(TEXT SHOWN)

The UK government set out a new economic plan meant to tackle the financial consequences of the pandemic – including a freeze on pay rises for some public sector employees and a decrease in foreign aid.
Rishi Sunak, the UK's finance minister, laid out the country's spending review – which is meant to outline the government's spending in the upcoming year.
Before speaking to parliament, Sunak said the "number one priority is to protect jobs and livelihoods across the UK."
He added: "This … will ensure hundreds of thousands of jobs are supported and protected in the acute phase of this crisis and beyond with a multi-billion [pound] package of investment to ensure that no-one is left without hope or opportunity."
The UK is one of the countries worst-hit by COVID-19, and that strain is reflected in its economy.
According to the country's Office for Budget Responsibility (OBR), the UK's economy contracted by 11.3 percent this year, the largest drop in 300 years.
The UK is also expected to borrow up to 19 percent of its GDP by the end of this year, or $522 billion.
The OBR has also reported that the UK is experiencing a dramatic increase in unemployment, with the expectation that it will rise to 7.5 percent in the second quarter of next year.
That equates to around 2.6 million people.
• Pay freeze for most public service employees, except National Health Service workers and those earning less than $32,000 per year.
• Decrease in foreign aid from 0.7 percent of the national income to 0.5 percent. Which, according to estimates, will cut $6.66 billion allocated for tackling global poverty.
• Increase in the national living wage by 2.2 percent from £8.72 ($11.45) to £8.91 ($11.71) and will apply to those aged 22 or older for the first time.
• More than $530 million will go to the police force to enlist 6,000 new officers.
• Spending on protective clothing, COVID-19 testing and vaccines to total $24 billion over the next year.
Ahead of Wednesday's speech, UK unions attacked the plan to freeze public service salaries.
Dave Prentis, the general secretary of UNISON, the UK's biggest union, wrote on Twitter: "Key workers across all public services remain at the heart of the fight against COVID-19.
"Reports of pay restraints for all but front-line NHS staff would a cruel body blow to other health, care and public service employees working tirelessly to get us through the pandemic."
The country's cut to foreign aid has also been criticized, some claiming that it could negatively impact millions.
Patrick Watt, a member of Christian Aid, said that "cutting the aid budget during a global pandemic is like closing fire stations during a heatwave."
Former UK Prime Minister John Major also toldThe Timesnewspaper that cuts to foreign aid were "morally wrong and politically unwise."
And another former UK prime minister, Tony Blair, said cuts to aid could be "measured literally in millions of lives."
However, Sunak stated that foreign aid will go back to the original pledge of 0.7 percent "when the fiscal situation allows."

(End TEXT SHOWN)
(AVAILABLE DATA)

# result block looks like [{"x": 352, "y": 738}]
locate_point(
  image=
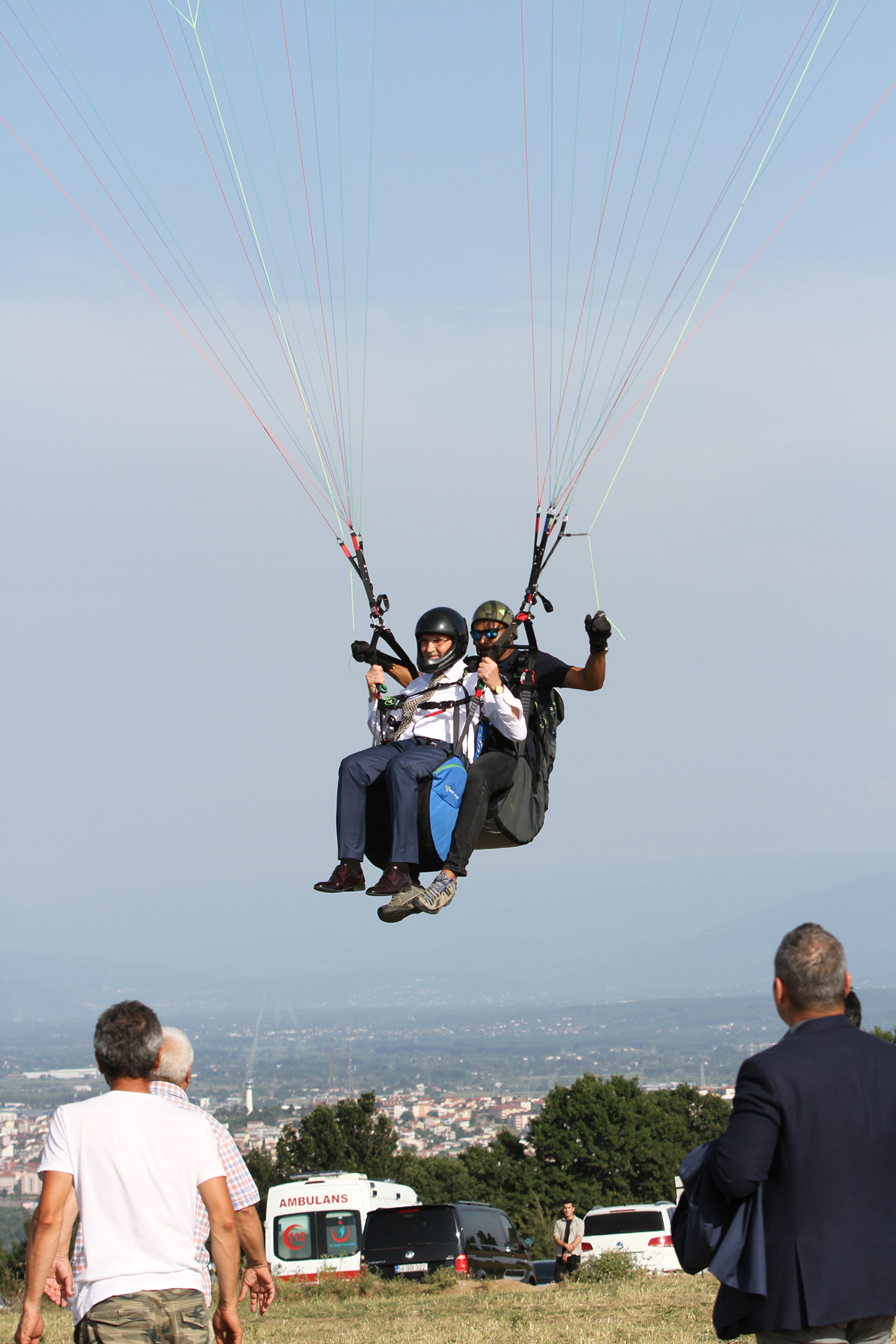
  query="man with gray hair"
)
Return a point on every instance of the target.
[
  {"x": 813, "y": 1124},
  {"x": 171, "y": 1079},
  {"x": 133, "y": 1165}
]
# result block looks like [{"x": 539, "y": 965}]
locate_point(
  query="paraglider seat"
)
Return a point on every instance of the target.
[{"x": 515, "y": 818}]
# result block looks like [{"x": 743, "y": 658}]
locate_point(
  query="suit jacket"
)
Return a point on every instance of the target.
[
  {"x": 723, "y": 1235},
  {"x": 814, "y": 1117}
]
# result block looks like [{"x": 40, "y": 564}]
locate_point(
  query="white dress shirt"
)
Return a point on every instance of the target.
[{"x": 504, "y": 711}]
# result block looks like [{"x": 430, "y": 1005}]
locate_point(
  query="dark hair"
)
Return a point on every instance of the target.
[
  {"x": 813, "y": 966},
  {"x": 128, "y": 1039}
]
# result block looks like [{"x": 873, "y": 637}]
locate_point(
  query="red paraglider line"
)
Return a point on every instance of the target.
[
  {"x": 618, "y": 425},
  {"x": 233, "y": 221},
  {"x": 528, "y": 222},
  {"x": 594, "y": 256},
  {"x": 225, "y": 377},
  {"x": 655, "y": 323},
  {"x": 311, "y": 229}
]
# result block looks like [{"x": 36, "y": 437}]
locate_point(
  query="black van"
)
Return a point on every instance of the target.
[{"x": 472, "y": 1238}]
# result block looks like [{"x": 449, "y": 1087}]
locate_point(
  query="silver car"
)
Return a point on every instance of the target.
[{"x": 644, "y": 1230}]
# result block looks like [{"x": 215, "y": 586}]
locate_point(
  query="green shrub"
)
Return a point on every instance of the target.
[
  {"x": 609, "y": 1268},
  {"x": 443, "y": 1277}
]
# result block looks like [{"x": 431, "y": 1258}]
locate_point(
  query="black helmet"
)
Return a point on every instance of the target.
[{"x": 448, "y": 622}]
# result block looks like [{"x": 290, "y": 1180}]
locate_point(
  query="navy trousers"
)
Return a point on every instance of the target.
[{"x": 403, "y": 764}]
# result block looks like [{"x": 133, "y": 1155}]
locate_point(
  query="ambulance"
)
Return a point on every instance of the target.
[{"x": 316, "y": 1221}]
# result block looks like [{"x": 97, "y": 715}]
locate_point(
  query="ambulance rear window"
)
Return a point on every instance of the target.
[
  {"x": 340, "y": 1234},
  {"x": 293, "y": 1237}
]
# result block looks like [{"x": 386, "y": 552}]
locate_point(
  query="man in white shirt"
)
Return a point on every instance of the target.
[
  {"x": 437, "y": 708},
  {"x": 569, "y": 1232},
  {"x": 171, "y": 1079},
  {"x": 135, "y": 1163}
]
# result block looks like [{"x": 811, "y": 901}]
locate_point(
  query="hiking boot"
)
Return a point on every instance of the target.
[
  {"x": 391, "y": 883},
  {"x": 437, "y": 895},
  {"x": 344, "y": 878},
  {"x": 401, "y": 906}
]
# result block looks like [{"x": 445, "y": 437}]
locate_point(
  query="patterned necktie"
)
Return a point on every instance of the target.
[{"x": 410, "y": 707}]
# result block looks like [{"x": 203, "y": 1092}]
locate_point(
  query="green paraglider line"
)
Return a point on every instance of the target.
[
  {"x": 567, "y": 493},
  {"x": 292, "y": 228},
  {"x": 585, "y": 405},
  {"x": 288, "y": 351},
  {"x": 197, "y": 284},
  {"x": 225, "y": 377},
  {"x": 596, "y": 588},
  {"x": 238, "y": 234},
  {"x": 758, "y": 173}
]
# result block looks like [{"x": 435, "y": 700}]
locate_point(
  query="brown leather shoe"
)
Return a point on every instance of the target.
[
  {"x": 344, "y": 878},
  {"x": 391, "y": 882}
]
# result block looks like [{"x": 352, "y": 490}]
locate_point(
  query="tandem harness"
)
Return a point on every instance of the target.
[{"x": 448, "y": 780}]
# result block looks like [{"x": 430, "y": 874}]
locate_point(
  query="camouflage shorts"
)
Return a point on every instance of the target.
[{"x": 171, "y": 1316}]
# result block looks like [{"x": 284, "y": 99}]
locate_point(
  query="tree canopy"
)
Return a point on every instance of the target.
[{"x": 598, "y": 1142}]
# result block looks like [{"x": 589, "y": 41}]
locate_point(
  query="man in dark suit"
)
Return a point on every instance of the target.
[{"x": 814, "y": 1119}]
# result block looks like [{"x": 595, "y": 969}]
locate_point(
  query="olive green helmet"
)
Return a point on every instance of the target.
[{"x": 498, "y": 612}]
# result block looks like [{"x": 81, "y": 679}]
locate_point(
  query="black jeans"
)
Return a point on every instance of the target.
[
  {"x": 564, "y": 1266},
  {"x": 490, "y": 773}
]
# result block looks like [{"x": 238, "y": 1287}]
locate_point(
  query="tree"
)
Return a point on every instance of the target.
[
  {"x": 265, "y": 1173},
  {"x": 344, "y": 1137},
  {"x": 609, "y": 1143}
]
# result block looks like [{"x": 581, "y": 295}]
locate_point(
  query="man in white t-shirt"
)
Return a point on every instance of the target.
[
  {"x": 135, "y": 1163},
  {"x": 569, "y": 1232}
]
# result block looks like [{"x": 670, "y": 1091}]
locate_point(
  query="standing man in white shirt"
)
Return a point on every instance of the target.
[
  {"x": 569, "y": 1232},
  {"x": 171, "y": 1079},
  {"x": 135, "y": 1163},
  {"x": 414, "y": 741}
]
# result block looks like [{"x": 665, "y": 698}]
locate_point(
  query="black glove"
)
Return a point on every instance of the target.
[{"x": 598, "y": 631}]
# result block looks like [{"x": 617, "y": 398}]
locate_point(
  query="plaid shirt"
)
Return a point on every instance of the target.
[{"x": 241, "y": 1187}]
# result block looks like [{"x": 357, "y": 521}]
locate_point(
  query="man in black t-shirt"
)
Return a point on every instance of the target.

(End AVAILABLE DATA)

EXERCISE: According to the OBR figures in the article on the UK spending review, by what percentage did the UK economy contract this year? The source lines have no role in what comes next.

EXERCISE RESPONSE: 11.3 percent